L’essentiel de ces migrations néo-rurales sont motivées par la recherche d’une meilleure qualité de vie, qui passe par la quête d’une proximité avec la nature, d’un rythme de vie plus lent, d’une vie communautaire dynamique et d’une fuite des maux urbains. Cette quête est souvent associée à une vision idyllique de la campagne qui peut entrer en contradiction avec les visions et les usages des ruraux de longue date : conflits concernant les pratiques agricoles, les usages de l’eau, l’esthétique paysagère, les pratiques culturelles, etc. En outre, l’intérêt de ces nouveaux venus pour les espaces ruraux peut alimenter l’augmentation du prix du foncier et les phénomènes d’embourgeoisement rural.

[Enregistrements issus d'une collection]

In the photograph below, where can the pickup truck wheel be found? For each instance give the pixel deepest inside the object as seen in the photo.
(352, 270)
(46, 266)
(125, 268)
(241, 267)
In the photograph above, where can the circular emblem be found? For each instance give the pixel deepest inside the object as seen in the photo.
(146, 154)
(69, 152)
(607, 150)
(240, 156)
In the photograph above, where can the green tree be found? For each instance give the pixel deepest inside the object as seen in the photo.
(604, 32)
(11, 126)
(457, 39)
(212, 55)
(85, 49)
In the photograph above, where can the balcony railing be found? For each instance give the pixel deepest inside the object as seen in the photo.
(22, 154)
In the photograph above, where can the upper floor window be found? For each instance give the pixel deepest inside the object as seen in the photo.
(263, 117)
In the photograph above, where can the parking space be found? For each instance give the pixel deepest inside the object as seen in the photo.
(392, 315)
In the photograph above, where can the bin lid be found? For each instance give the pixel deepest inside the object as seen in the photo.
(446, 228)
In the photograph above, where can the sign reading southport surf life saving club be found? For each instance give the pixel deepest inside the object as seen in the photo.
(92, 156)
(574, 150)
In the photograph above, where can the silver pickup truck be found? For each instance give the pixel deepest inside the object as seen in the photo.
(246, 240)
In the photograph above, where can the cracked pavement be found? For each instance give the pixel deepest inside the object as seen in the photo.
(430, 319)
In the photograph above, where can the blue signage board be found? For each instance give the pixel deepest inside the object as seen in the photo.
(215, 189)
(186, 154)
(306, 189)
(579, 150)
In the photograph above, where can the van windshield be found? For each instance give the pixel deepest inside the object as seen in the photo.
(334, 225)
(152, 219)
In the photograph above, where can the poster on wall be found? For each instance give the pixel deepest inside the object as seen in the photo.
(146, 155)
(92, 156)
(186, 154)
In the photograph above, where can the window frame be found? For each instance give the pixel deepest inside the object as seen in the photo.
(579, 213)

• Tâches:
1) Mets en forme de tableau Markdown les lignes des enregistrements, de celle qui contient « In the photograph above, where can the van » jusqu'à la fin des enregistrements. Utilise une colonne « N° » pour le numéro de rang et une colonne « Ligne » pour la ligne, sans les lignes vides.
2) Reprends le texte sur les migrations néo-rurales là où il s'arrête.

• Réponses attendues:
1)
| N° | Ligne |
|---|---|
| 1 | In the photograph above, where can the van windshield be found? For each instance give the pixel deepest inside the object as seen in the photo. |
| 2 | (334, 225) |
| 3 | (152, 219) |
| 4 | In the photograph above, where can the poster on wall be found? For each instance give the pixel deepest inside the object as seen in the photo. |
| 5 | (146, 155) |
| 6 | (92, 156) |
| 7 | (186, 154) |
| 8 | In the photograph above, where can the window frame be found? For each instance give the pixel deepest inside the object as seen in the photo. |
| 9 | (579, 213) |

2)
Néanmoins, l’arrivée des néo-ruraux est aussi une opportunité pour les espaces ruraux, et les relations entre anciens et nouveaux ruraux ne doivent pas être vus que sous l’angle de la confrontation : le phénomène est bien souvent une occasion de redynamisation socio-économique et communautaire, notamment par le rajeunissement de la population, la possibilité de maintenir ou faire revenir des services publics et privés (école, café, poste…), et l’accroissement des retombées économiques locales (pour les entreprises mais aussi pour les municipalités, via les taxes). Les relations quotidiennes, de voisinage, de travail, communautaires, les intérêts communs, l’attachement au territoire sont autant de facteurs de rapprochement. Si elles sont souvent timides et superficielles, c’est aussi parce que l’accueil, l’ouverture d’esprit, l’apprentissage mutuel et l’intégration demandent du temps de part et d’autre.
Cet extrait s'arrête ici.